• **Provided records**:
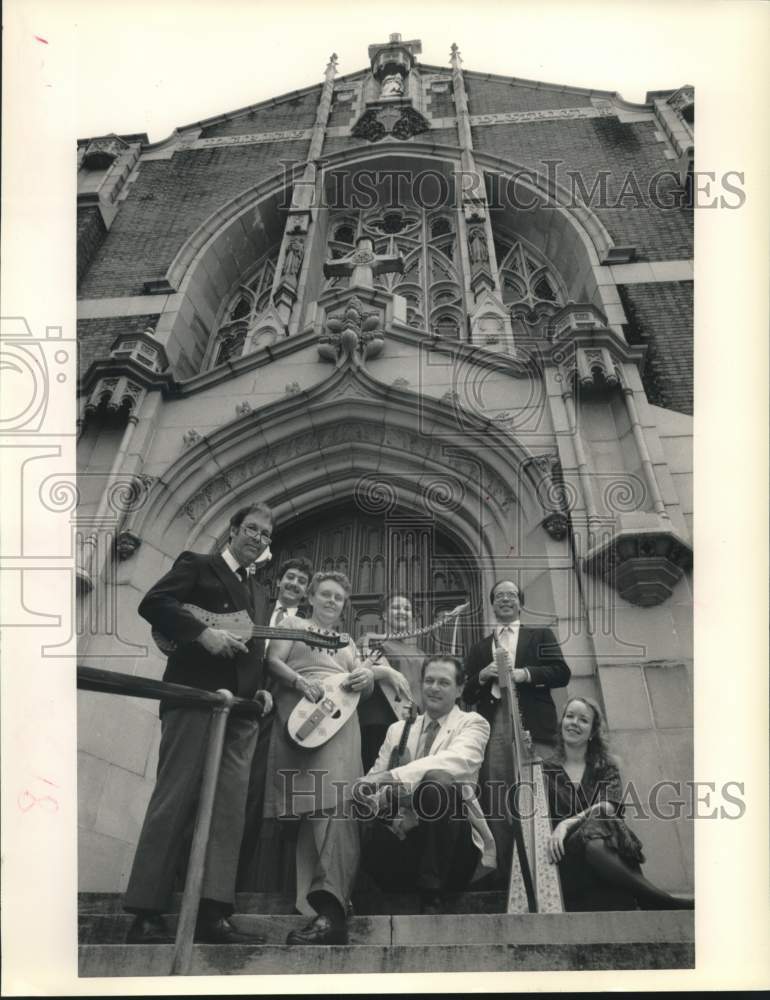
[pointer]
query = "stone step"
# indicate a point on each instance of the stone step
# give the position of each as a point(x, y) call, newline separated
point(364, 903)
point(489, 943)
point(111, 928)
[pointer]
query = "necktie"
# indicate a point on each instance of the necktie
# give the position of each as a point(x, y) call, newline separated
point(429, 735)
point(504, 639)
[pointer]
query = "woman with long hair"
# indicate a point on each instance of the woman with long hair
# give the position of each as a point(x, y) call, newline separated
point(599, 857)
point(313, 786)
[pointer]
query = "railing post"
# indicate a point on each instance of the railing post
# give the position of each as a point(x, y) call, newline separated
point(188, 912)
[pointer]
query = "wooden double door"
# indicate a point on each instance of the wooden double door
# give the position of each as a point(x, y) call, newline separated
point(380, 554)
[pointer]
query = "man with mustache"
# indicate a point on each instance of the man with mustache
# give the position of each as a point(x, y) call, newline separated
point(536, 666)
point(208, 658)
point(293, 577)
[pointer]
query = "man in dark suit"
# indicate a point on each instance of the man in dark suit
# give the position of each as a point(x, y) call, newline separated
point(537, 667)
point(207, 658)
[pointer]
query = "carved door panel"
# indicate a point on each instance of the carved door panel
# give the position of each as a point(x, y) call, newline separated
point(380, 555)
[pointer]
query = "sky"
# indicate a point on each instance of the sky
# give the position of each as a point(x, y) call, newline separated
point(152, 65)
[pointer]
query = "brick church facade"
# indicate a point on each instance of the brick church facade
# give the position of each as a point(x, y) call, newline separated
point(440, 321)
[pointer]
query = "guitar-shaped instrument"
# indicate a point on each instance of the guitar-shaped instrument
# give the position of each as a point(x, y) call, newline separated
point(311, 724)
point(241, 625)
point(373, 642)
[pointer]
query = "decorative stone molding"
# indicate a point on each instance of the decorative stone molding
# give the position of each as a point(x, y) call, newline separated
point(589, 368)
point(363, 264)
point(491, 323)
point(553, 494)
point(126, 545)
point(683, 99)
point(354, 335)
point(298, 223)
point(401, 122)
point(619, 255)
point(113, 393)
point(394, 57)
point(292, 261)
point(142, 348)
point(266, 329)
point(474, 210)
point(102, 152)
point(549, 115)
point(347, 433)
point(643, 566)
point(557, 525)
point(574, 318)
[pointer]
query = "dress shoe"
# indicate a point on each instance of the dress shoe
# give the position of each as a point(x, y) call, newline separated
point(431, 902)
point(320, 930)
point(148, 929)
point(221, 931)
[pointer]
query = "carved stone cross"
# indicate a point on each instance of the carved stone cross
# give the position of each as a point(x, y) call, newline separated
point(363, 264)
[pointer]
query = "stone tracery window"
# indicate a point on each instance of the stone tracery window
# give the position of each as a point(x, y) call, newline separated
point(531, 288)
point(431, 282)
point(241, 310)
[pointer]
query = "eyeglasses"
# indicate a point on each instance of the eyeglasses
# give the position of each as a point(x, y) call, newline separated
point(255, 532)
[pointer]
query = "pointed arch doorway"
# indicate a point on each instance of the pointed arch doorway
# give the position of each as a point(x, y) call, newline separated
point(381, 553)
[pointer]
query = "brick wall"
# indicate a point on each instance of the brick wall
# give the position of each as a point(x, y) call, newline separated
point(96, 336)
point(442, 104)
point(90, 234)
point(625, 150)
point(487, 97)
point(167, 203)
point(660, 315)
point(341, 113)
point(296, 112)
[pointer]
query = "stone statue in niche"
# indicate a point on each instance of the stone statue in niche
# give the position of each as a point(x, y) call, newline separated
point(293, 260)
point(392, 86)
point(477, 246)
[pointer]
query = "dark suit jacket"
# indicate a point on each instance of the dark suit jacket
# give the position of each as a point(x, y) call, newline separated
point(206, 580)
point(538, 651)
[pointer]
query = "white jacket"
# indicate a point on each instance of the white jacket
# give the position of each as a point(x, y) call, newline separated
point(458, 750)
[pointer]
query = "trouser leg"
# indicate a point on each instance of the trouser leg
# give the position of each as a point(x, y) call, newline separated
point(390, 861)
point(328, 852)
point(229, 812)
point(184, 734)
point(253, 826)
point(610, 867)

• **What you have to do**: Convert every line of the data into a Markdown table with two columns, Row and Line, leaving out blank lines. Omit the pictures from the table.

• **Output for this exercise**:
| Row | Line |
|---|---|
| 1 | [pointer] |
| 2 | query = "stone step" |
| 3 | # indicate a point on each instance of the stone step |
| 4 | # give the position of each as a point(x, y) call, newline separated |
| 5 | point(364, 903) |
| 6 | point(489, 943) |
| 7 | point(111, 928) |
| 8 | [pointer] |
| 9 | query = "necktie" |
| 10 | # indicate a point on each instance of the necktie |
| 11 | # give the position of each as a point(x, y) call, newline separated |
| 12 | point(429, 735) |
| 13 | point(504, 639) |
| 14 | [pointer] |
| 15 | query = "woman with long hair" |
| 16 | # indicate a point on each instance of the woman with long hair |
| 17 | # give the position of each as a point(x, y) call, newline separated |
| 18 | point(599, 857) |
| 19 | point(313, 786) |
| 20 | [pointer] |
| 21 | query = "railing post" |
| 22 | # indicate a point on each instance of the railing post |
| 23 | # give the position of each as a point(x, y) call, newline separated |
| 24 | point(188, 912) |
| 25 | [pointer] |
| 26 | query = "wooden double door" |
| 27 | # indicate a point on each instance of the wooden double door |
| 28 | # give the position of each as a point(x, y) call, newline separated |
| 29 | point(380, 554) |
| 30 | [pointer] |
| 31 | query = "man with mustache" |
| 32 | # indicate a point on each instance of the man with mustache |
| 33 | # give the position of each as a point(x, y) call, newline separated |
| 34 | point(536, 666) |
| 35 | point(208, 658) |
| 36 | point(293, 577) |
| 37 | [pointer] |
| 38 | query = "man in dark suit" |
| 39 | # indicate a point on each instance of the man in dark suit |
| 40 | # give the position of each as a point(x, y) call, newline separated |
| 41 | point(537, 667) |
| 42 | point(207, 658) |
| 43 | [pointer] |
| 44 | query = "carved door panel" |
| 45 | # indicate a point on each instance of the carved door panel |
| 46 | # give the position of each as a point(x, y) call, newline separated |
| 47 | point(380, 555) |
| 48 | [pointer] |
| 49 | query = "sky" |
| 50 | # indicate a point on each instance of the sky |
| 51 | # give the position of each as a point(x, y) call, newline separated |
| 52 | point(152, 65) |
| 53 | [pointer] |
| 54 | query = "brick church facade" |
| 55 | # indicate a point on each instance of the brick church facade |
| 56 | # give the position of each as a point(x, y) call, newline separated |
| 57 | point(440, 321) |
| 58 | [pointer] |
| 59 | query = "guitar-shaped instrument" |
| 60 | # indicate a point on each instance of the guitar-shaped instrument |
| 61 | # give the position of each as a point(x, y) call, newline separated |
| 62 | point(311, 724) |
| 63 | point(241, 625) |
| 64 | point(373, 642) |
| 65 | [pointer] |
| 66 | query = "decorative stone molding" |
| 67 | # indicate a point on each instance of the decorative stone molding |
| 68 | # give the position of each as a point(x, y) call, newline separated |
| 69 | point(589, 368) |
| 70 | point(363, 264) |
| 71 | point(491, 323) |
| 72 | point(553, 494) |
| 73 | point(126, 545) |
| 74 | point(683, 99) |
| 75 | point(354, 335) |
| 76 | point(298, 223) |
| 77 | point(401, 122) |
| 78 | point(619, 255) |
| 79 | point(113, 393) |
| 80 | point(394, 57) |
| 81 | point(292, 261) |
| 82 | point(142, 348) |
| 83 | point(266, 329) |
| 84 | point(474, 210) |
| 85 | point(102, 152) |
| 86 | point(549, 115) |
| 87 | point(347, 433) |
| 88 | point(643, 566) |
| 89 | point(557, 525) |
| 90 | point(574, 318) |
| 91 | [pointer] |
| 92 | query = "dress shoe" |
| 93 | # indicate a point on each instance of the dress shoe |
| 94 | # give the position of each as a point(x, y) call, newline separated |
| 95 | point(431, 902) |
| 96 | point(320, 930) |
| 97 | point(148, 929) |
| 98 | point(221, 931) |
| 99 | [pointer] |
| 100 | query = "carved stone cross" |
| 101 | # indicate a point on each instance of the carved stone cross |
| 102 | # give the position of each as a point(x, y) call, newline separated |
| 103 | point(363, 264) |
| 104 | [pointer] |
| 105 | query = "stone tracery window" |
| 106 | # indicate a point on each instance of the stone tracery window |
| 107 | # give the position of each as a point(x, y) call, newline separated |
| 108 | point(531, 288) |
| 109 | point(431, 282) |
| 110 | point(241, 310) |
| 111 | [pointer] |
| 112 | query = "eyeglasses" |
| 113 | # indicate a point on each instance of the eyeglasses |
| 114 | # give the position of each as a point(x, y) call, newline separated |
| 115 | point(255, 532) |
| 116 | [pointer] |
| 117 | query = "pointed arch doorway" |
| 118 | # indicate a point on each instance of the pointed arch doorway |
| 119 | # give the position of each as a point(x, y) call, newline separated |
| 120 | point(381, 553) |
| 121 | [pointer] |
| 122 | query = "brick wall" |
| 123 | # indicate a point on each instance of the brick wall |
| 124 | # give the position of each as a point(x, y) call, newline separated |
| 125 | point(96, 336) |
| 126 | point(442, 104) |
| 127 | point(90, 234) |
| 128 | point(625, 150) |
| 129 | point(487, 97) |
| 130 | point(167, 203) |
| 131 | point(660, 315) |
| 132 | point(341, 113) |
| 133 | point(296, 112) |
| 134 | [pointer] |
| 135 | query = "stone statue in niche" |
| 136 | # indicate a point on each instance of the stone statue in niche |
| 137 | # give the position of each as a point(x, y) call, newline separated |
| 138 | point(293, 260) |
| 139 | point(392, 86) |
| 140 | point(477, 246) |
| 141 | [pointer] |
| 142 | query = "dark suit jacket" |
| 143 | # indicate a point on each instance of the dark suit jacket |
| 144 | # give the position of each as a point(x, y) call, newline separated |
| 145 | point(206, 580) |
| 146 | point(538, 651) |
| 147 | [pointer] |
| 148 | query = "white jacket" |
| 149 | # indicate a point on each instance of the white jacket |
| 150 | # give the position of each as a point(x, y) call, newline separated |
| 151 | point(458, 750) |
| 152 | [pointer] |
| 153 | query = "trouser leg" |
| 154 | # indicate a point on each instance of the trouser leg |
| 155 | # give the position of each as a point(x, y) call, newline separated |
| 156 | point(390, 861) |
| 157 | point(328, 852) |
| 158 | point(229, 812) |
| 159 | point(184, 734) |
| 160 | point(253, 826) |
| 161 | point(610, 867) |